=== Items from a data source ===
* * *

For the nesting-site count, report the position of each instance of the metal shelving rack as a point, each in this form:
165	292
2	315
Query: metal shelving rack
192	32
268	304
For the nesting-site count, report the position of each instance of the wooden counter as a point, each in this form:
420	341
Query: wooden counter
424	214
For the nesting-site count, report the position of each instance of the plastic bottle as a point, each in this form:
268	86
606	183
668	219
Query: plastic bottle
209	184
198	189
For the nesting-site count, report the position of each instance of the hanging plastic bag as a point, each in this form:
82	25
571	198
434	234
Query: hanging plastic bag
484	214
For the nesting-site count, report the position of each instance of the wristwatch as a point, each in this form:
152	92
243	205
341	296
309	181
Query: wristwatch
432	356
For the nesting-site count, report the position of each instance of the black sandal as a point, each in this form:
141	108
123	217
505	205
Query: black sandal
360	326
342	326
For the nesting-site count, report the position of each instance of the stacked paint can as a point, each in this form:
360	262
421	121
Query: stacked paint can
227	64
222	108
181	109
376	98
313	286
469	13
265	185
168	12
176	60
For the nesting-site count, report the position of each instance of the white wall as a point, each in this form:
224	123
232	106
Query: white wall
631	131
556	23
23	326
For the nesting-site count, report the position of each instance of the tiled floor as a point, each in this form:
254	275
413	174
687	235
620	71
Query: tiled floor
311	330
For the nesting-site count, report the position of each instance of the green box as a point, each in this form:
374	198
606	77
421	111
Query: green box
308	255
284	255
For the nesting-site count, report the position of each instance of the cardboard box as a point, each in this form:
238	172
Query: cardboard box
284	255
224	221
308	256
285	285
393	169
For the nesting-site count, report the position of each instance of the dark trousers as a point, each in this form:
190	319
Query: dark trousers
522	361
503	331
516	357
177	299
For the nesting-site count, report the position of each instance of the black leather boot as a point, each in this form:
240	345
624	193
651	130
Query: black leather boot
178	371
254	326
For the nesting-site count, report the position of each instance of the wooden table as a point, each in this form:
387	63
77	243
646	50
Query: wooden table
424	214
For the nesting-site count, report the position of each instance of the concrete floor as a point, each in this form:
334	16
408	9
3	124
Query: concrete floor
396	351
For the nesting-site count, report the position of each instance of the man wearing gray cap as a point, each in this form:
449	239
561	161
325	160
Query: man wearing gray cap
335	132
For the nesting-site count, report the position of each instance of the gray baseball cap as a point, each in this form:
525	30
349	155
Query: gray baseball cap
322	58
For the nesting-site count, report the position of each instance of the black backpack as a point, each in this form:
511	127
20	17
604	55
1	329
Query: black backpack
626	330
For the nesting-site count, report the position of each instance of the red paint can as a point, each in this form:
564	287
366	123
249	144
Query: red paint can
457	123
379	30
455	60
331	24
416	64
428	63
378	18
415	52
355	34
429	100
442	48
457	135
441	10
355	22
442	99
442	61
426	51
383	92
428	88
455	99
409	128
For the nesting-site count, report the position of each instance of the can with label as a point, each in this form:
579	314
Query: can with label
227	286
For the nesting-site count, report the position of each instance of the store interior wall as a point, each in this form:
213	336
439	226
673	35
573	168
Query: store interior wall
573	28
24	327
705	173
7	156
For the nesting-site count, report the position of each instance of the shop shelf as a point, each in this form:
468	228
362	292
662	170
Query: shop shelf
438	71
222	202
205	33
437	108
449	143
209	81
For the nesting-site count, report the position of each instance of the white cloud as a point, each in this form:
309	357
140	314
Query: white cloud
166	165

* * *

Above are some records; repeat all of them exactly.

=== Reply ===
For the nesting-site count, report the position of each instance of the metal shelving rack as a point, each in this form:
165	292
2	315
Query: metal shelving rack
192	32
268	304
For the nesting-site count, report the position of each instance of the wooden counter as a point, each in this form:
420	341
Query: wooden counter
424	214
For the nesting-site count, report the position of each instance of the plastic bottle as a point, each in this form:
268	86
606	183
668	219
Query: plastic bottle
209	184
198	189
For the nesting-site count, report the position of each instance of the hanging plastic bag as a point, each in this form:
82	25
571	198
434	234
Query: hanging plastic bag
484	214
For the nesting-site count, report the position of each instance of the wristwatch as a point, each in this form:
152	92
243	205
341	296
309	181
Query: wristwatch
432	356
For the nesting-site count, report the position of each instance of the black sandal as a point, each in this form:
141	108
123	217
505	205
Query: black sandal
360	326
342	326
For the nesting-site count, report the position of each instance of the stacked paint can as a point, each in this form:
360	262
421	121
Query: stacked paint can
227	64
222	108
181	109
376	98
313	286
469	13
265	185
168	12
176	60
For the nesting-site count, report the position of each instance of the white wall as a point, each in this form:
224	123
232	106
Query: white wall
631	131
556	23
23	326
For the nesting-site count, report the position of each instance of the tiled floor as a point, each in this form:
254	275
413	174
687	235
620	71
Query: tiled floor
311	330
For the nesting-site count, report the position of each instance of the green box as a point, each in this form:
374	198
606	77
421	111
Query: green box
308	255
284	255
For the nesting-site count, report the position of each instance of the cardboard box as a point, each in this form:
238	172
Query: cardboard box
284	255
224	221
308	256
285	285
393	169
For the nesting-site count, report the position of each instance of the dark trousers as a point, each in this form:
190	319
Query: dark trousers
522	361
503	331
516	357
177	299
For the nesting-site count, report the position of each instance of the black leather boot as a point, each in this form:
240	345
624	193
651	130
Query: black leather boot
178	371
254	326
For the nesting-site count, report the position of each instance of the wooden table as a point, each in this form:
387	63
77	243
646	50
Query: wooden table
424	214
For the nesting-site count, report the position of each instance of the concrete floor as a point, each in this form:
334	16
408	9
3	124
Query: concrete floor
396	351
For the nesting-site count, report the position of each instance of the man wearing gray cap as a point, each in this form:
449	239
561	161
325	160
Query: man wearing gray cap
335	132
For the nesting-site count, report the position of each instance of the gray baseball cap as a point, each in this form:
525	30
349	155
Query: gray baseball cap
322	58
For the nesting-site count, report the position of each instance of the black backpack as a point, each in this form:
511	127
20	17
604	55
1	329
Query: black backpack
626	330
For the nesting-site count, report the position of each instance of the red paint can as a point, each in this form:
564	287
366	123
249	144
Query: red paint can
457	123
379	30
455	60
331	24
416	64
428	63
378	18
415	52
355	34
429	100
442	48
457	135
441	10
355	22
442	99
442	61
426	51
383	92
428	88
455	99
409	128
For the nesting-site count, report the position of each instance of the can with label as a point, each in this form:
579	314
Query: can with label
227	286
For the nesting-site count, report the position of each instance of the store interior wall as a point, each in this form:
213	336
439	226
673	35
573	168
Query: store interior wall
573	28
24	327
705	173
7	156
For the nesting-site count, report the position of each instance of the shop shelf as a point, each in this form:
468	228
362	292
662	170
Query: shop shelf
438	71
222	202
205	33
437	108
449	143
209	81
For the nesting-site count, report the position of each instance of the white cloud as a point, each in this form:
309	357
140	314
Query: white cloud
166	165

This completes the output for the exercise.